Work required — Searching the material below, find each line that includes the word "snow", and copy it.

━━━ Extracted information ━━━

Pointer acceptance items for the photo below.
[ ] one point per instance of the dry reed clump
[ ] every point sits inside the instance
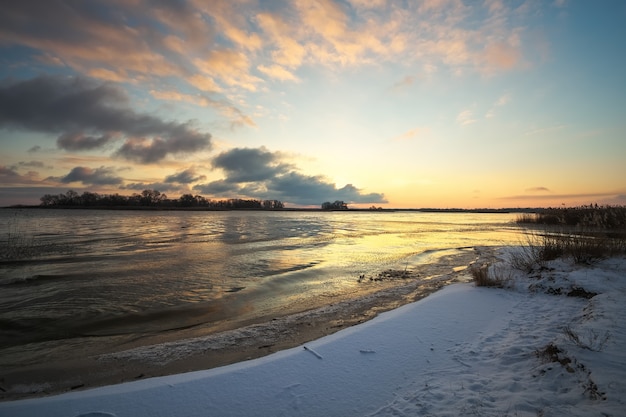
(583, 246)
(489, 276)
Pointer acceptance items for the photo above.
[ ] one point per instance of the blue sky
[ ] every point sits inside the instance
(434, 103)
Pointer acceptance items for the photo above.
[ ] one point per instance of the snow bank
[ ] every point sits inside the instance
(526, 350)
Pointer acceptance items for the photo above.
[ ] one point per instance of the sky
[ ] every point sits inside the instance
(395, 104)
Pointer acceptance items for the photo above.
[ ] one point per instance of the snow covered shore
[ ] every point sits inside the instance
(525, 350)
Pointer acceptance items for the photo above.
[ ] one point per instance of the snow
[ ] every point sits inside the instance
(524, 350)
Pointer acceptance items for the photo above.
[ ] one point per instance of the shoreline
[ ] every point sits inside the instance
(220, 349)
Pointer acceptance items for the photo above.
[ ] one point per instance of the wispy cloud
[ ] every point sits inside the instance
(538, 190)
(465, 118)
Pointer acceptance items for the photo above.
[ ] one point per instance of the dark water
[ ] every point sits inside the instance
(71, 277)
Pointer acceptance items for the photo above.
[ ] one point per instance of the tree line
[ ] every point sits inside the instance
(153, 198)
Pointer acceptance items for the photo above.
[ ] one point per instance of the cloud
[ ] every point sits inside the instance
(249, 165)
(71, 106)
(314, 190)
(259, 173)
(88, 176)
(236, 116)
(277, 72)
(187, 176)
(465, 118)
(77, 141)
(10, 175)
(538, 190)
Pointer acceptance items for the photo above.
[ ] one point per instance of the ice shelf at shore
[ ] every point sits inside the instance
(525, 350)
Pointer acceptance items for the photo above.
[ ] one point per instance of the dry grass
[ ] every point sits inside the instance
(488, 276)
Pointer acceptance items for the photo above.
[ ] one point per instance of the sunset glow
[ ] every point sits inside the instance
(434, 103)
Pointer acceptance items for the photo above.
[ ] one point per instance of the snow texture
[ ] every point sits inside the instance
(525, 350)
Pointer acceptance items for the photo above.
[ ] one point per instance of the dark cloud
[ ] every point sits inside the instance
(184, 177)
(10, 175)
(33, 164)
(68, 105)
(159, 186)
(77, 141)
(247, 165)
(258, 173)
(7, 174)
(313, 190)
(88, 176)
(218, 188)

━━━

Answer section —
[ ] one point per instance of the snow bank
[ ] one point per instance of the snow covered shore
[ ] one point per instance of the snow
[ ] one point per instance of the snow texture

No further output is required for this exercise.